** Start Dataset excerpts **

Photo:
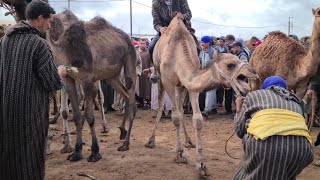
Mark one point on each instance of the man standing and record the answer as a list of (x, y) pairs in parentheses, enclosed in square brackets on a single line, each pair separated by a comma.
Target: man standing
[(163, 11), (27, 76), (206, 59), (237, 49), (275, 138), (228, 93), (144, 82)]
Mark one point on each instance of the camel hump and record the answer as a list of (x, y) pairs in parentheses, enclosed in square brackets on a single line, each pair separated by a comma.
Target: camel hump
[(75, 45)]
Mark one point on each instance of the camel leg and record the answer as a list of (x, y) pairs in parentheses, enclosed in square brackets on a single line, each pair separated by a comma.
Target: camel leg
[(176, 119), (89, 93), (101, 101), (197, 124), (151, 142), (73, 96), (180, 100), (130, 108), (64, 110), (55, 107)]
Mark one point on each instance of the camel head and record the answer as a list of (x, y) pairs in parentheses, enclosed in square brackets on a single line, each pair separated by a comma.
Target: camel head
[(234, 73)]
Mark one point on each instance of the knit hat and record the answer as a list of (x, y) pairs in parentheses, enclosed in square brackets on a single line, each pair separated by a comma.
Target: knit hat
[(206, 39), (274, 81)]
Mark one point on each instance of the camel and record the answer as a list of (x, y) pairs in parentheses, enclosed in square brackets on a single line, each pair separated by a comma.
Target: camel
[(178, 67), (250, 43), (282, 56), (98, 50)]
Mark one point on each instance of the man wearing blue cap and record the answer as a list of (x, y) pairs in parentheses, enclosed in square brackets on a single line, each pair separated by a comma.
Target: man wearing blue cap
[(276, 140), (206, 59)]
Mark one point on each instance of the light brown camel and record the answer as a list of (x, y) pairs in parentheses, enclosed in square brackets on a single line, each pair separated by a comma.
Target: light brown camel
[(178, 67), (99, 51), (283, 56)]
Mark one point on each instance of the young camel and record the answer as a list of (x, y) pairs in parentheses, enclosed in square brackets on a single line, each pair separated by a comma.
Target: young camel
[(178, 67), (89, 46)]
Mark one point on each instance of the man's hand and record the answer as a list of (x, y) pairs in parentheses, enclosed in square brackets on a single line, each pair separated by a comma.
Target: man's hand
[(179, 15), (163, 30), (62, 71), (239, 102)]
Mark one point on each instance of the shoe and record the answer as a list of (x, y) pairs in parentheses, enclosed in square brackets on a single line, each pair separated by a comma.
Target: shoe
[(214, 111), (205, 113), (226, 113)]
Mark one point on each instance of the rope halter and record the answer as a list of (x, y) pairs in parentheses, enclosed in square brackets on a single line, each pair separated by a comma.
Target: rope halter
[(230, 79)]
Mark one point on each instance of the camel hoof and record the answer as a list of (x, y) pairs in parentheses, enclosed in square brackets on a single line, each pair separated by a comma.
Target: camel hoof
[(74, 157), (123, 133), (181, 160), (189, 145), (53, 121), (104, 130), (94, 157), (203, 170), (66, 149), (150, 144), (124, 147)]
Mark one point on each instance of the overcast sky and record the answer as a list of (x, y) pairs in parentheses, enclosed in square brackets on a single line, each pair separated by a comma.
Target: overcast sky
[(207, 15)]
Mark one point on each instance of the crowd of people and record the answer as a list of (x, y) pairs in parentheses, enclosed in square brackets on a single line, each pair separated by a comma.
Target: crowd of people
[(274, 149)]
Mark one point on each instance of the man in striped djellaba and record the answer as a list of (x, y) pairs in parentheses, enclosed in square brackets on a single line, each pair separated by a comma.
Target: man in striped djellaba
[(27, 76), (276, 140)]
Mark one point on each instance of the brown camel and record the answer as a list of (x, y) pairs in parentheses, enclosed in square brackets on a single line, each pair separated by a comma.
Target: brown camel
[(250, 43), (178, 67), (98, 50), (283, 56)]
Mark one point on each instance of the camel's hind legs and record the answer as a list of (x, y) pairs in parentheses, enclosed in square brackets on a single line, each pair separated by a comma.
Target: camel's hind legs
[(104, 128), (66, 140), (151, 142), (198, 124), (180, 99), (129, 113), (177, 118)]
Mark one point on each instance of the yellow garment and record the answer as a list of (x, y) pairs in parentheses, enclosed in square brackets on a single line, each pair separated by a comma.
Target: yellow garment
[(281, 122)]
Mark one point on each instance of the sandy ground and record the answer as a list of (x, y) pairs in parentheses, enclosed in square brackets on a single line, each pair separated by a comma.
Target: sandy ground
[(158, 163)]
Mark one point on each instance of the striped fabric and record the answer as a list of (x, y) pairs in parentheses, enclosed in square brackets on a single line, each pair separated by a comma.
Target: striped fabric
[(27, 75), (277, 157), (162, 13)]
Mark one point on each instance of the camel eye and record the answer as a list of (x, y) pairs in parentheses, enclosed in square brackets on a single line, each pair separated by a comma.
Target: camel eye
[(231, 65)]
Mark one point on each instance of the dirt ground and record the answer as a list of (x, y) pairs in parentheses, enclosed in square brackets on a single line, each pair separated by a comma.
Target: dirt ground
[(158, 163)]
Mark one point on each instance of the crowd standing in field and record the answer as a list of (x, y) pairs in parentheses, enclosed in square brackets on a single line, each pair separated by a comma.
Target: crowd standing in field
[(28, 75)]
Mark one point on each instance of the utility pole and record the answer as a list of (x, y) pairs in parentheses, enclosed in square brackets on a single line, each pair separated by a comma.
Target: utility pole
[(69, 5), (289, 25), (130, 17)]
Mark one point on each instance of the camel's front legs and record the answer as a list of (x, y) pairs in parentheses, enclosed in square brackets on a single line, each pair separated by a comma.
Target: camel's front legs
[(180, 100), (73, 96), (89, 94), (101, 101), (197, 124), (66, 141), (130, 108), (176, 119), (151, 142)]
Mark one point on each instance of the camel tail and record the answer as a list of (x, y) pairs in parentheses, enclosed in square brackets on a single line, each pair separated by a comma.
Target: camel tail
[(130, 68)]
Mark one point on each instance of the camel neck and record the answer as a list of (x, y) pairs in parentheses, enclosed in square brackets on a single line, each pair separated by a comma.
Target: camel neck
[(204, 79), (314, 53)]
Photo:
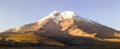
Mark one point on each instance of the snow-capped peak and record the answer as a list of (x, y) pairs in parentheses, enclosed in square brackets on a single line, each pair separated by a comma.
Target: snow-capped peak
[(58, 15)]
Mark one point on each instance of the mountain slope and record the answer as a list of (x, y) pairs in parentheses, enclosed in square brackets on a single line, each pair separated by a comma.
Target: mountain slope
[(69, 28)]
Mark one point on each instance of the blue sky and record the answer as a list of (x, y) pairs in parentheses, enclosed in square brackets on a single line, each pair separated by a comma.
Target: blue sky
[(14, 13)]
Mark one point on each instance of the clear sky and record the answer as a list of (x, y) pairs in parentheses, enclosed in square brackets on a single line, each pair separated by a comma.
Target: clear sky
[(14, 13)]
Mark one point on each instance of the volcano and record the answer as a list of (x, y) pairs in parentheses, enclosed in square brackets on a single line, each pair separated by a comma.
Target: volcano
[(62, 29)]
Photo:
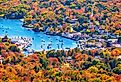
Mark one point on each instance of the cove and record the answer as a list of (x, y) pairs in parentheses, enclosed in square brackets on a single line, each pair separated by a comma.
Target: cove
[(13, 28)]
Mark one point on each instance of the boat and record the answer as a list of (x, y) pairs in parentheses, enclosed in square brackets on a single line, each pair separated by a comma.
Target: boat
[(22, 20)]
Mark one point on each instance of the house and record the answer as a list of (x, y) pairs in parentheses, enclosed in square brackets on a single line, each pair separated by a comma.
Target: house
[(113, 40)]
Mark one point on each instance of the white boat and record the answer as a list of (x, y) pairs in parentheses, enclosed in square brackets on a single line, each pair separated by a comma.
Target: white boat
[(21, 20)]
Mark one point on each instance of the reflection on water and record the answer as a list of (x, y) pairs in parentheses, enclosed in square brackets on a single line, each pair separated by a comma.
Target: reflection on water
[(40, 40)]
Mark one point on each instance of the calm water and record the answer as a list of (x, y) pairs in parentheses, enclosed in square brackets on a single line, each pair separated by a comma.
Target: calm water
[(14, 29)]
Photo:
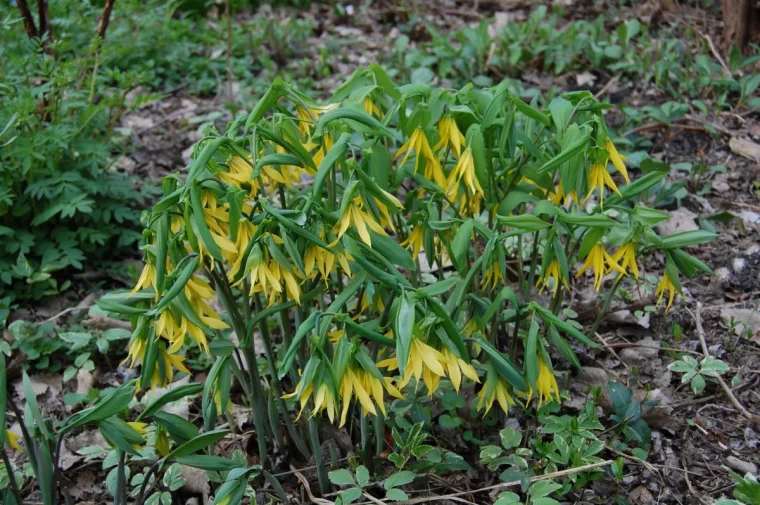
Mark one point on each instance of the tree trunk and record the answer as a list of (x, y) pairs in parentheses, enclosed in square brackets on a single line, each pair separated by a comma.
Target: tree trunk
[(741, 21)]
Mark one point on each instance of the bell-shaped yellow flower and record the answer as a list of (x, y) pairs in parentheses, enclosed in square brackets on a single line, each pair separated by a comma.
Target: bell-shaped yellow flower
[(495, 389), (617, 159), (419, 144), (598, 177), (12, 440), (601, 262), (546, 383), (414, 241), (457, 367), (666, 285), (371, 108), (361, 221), (553, 272), (492, 276), (450, 135)]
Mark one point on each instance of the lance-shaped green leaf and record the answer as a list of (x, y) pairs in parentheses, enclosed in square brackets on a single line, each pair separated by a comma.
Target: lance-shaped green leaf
[(209, 463), (197, 444), (199, 164), (503, 365), (564, 155), (115, 402), (162, 245), (270, 98), (635, 188), (337, 151), (199, 221), (564, 326), (344, 113), (170, 396), (531, 355), (525, 222), (591, 221), (120, 434), (687, 238), (188, 269), (530, 112), (403, 329)]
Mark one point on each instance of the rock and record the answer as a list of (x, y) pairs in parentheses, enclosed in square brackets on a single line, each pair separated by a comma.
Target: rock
[(680, 220), (641, 354), (745, 147), (641, 496), (741, 466)]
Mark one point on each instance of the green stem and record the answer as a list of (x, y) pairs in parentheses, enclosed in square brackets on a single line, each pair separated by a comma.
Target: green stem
[(269, 351), (533, 262), (316, 447), (11, 475)]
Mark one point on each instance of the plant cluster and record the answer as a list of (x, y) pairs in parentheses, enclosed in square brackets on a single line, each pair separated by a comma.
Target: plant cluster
[(395, 241), (544, 43)]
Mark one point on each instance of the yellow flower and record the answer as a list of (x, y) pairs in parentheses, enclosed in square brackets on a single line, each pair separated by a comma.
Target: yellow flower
[(494, 389), (601, 262), (559, 196), (546, 384), (371, 108), (12, 440), (493, 276), (450, 135), (414, 241), (554, 272), (465, 169), (617, 159), (456, 366), (666, 285), (418, 143), (626, 256), (361, 221), (598, 177), (424, 363), (268, 277)]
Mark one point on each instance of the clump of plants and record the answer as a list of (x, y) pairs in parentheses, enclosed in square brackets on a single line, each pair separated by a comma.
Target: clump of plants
[(394, 241)]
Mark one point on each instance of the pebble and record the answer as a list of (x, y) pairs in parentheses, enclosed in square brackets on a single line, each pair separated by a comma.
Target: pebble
[(741, 466)]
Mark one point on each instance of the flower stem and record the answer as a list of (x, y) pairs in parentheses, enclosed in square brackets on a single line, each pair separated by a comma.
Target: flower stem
[(606, 306)]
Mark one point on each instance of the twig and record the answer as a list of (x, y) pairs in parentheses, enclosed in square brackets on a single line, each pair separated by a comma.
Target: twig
[(305, 484), (688, 481), (732, 398), (599, 94), (31, 28), (548, 476), (105, 18), (717, 55)]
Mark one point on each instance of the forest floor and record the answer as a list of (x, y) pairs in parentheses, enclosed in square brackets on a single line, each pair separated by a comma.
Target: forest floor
[(696, 438)]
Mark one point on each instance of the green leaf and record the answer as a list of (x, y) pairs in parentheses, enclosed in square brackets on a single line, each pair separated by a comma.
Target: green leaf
[(341, 477), (210, 463), (403, 330), (399, 479), (395, 494), (198, 443)]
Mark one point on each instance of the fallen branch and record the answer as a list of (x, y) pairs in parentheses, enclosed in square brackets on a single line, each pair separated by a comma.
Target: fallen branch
[(731, 396)]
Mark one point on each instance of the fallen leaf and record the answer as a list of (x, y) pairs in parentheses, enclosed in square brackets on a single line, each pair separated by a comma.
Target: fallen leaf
[(749, 318), (680, 220)]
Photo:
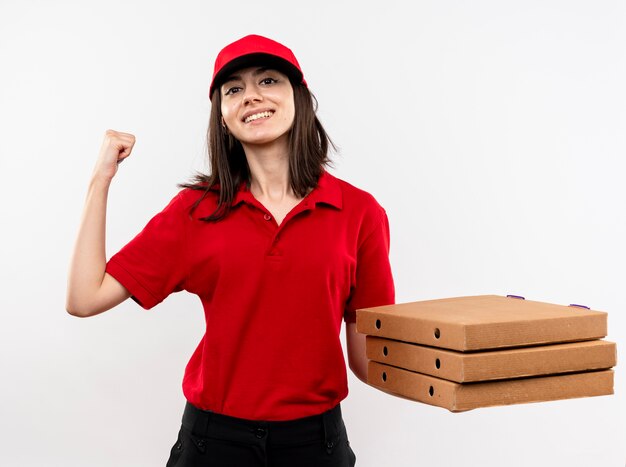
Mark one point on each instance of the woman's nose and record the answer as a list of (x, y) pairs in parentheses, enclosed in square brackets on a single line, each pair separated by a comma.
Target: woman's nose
[(251, 94)]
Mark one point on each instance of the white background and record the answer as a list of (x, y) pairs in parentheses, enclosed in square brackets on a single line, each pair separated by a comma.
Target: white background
[(491, 131)]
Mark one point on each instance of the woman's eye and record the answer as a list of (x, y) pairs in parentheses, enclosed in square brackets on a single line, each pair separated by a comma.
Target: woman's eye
[(232, 90)]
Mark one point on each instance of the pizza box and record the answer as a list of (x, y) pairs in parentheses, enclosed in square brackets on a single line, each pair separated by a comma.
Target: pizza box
[(493, 364), (482, 322), (458, 397)]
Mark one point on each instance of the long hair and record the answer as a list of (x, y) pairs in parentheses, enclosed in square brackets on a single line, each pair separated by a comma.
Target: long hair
[(308, 154)]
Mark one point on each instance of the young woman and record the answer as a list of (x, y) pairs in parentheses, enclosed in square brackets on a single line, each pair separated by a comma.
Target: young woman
[(279, 252)]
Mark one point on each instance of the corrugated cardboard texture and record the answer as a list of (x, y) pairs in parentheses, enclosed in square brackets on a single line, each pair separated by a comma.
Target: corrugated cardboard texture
[(495, 364), (482, 322), (458, 397)]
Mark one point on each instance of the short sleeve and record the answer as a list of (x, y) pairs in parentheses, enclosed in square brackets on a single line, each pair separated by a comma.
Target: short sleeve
[(153, 264), (374, 284)]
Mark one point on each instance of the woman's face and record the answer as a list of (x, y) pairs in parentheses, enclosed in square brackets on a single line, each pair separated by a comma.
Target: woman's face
[(258, 106)]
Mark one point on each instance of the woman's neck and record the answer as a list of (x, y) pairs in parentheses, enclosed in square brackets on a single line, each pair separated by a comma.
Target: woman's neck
[(269, 172)]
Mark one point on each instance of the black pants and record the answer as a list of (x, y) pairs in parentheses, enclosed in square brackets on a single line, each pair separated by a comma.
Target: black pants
[(214, 440)]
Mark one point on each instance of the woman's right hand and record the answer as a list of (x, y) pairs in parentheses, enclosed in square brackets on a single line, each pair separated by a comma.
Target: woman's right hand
[(116, 147)]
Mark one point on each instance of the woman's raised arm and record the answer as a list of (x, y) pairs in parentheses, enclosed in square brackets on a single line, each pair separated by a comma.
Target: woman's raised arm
[(90, 290)]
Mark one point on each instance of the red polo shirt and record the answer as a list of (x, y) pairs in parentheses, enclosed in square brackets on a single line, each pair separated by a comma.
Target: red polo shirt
[(273, 295)]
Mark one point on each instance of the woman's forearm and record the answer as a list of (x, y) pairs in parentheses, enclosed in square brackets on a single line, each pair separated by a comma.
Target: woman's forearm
[(90, 290)]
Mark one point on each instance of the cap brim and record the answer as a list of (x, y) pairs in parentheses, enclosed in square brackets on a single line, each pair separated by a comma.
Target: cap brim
[(256, 59)]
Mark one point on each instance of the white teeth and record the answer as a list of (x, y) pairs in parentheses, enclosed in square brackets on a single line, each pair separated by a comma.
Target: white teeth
[(257, 116)]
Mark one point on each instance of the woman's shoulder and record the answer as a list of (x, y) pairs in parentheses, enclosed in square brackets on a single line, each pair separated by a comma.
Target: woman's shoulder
[(354, 196)]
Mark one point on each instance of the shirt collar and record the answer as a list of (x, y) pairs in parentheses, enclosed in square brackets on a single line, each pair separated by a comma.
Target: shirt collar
[(327, 191)]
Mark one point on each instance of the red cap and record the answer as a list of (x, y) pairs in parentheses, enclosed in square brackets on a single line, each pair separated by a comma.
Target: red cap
[(255, 50)]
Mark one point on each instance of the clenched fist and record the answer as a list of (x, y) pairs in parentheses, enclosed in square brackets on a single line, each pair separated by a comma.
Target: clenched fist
[(116, 147)]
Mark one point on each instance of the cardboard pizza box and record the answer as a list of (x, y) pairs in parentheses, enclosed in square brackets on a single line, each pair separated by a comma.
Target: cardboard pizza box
[(493, 364), (458, 397), (482, 322)]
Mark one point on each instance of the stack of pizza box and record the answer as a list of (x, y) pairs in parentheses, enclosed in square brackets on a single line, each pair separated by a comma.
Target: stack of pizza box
[(464, 353)]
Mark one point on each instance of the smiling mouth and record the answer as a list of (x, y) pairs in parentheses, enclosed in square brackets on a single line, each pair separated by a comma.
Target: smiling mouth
[(253, 117)]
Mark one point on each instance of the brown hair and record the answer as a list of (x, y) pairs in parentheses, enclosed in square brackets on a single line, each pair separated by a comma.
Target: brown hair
[(308, 154)]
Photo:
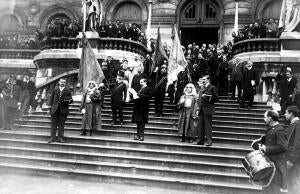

** End Dataset excerpts **

Rewrite the items from the start through the line containing "[(206, 39), (274, 81)]", swapping "knit hat" for "wool hat" and keeping everything else the same. Leave the pictures out of your answer.

Photo:
Mark one point on each instance of the man standing and record the answer as a list of (x, y) pairs in parentheses, enclosed in square brackets on a single line, each pair separated by a comma.
Target: man standing
[(163, 11), (27, 76), (206, 59), (237, 49), (275, 138), (228, 93), (144, 82)]
Mark one point on each instance of the camel hump and record the answer as a list of (x, y) pairs in parentheses, enclosed in square brackets on a single line, each pair separated by a comma.
Target: camel hump
[(75, 45)]
Mark one point on each instance of the camel leg and record the answer as a list of (x, y) pairs in parentheses, enclosed in square brackets on a single line, each pair separated by a comma.
Target: camel leg
[(176, 119), (89, 93), (101, 101), (197, 124), (151, 142), (73, 96), (180, 100), (130, 108), (64, 110), (55, 107)]
Mark one point on each instance of the camel head and record the answer as a list of (x, y) pairs in parentheses, enclosed in square brackets on a single line, each pair separated by a comma.
Target: camel head
[(234, 73)]
Mark one point on each instance of the wool hat and record the answer as a list of (x, y) pairs in parentheses, enclosed in square brackets on a single line, each pair separated by a comma.
Target: wool hat
[(206, 39), (274, 81)]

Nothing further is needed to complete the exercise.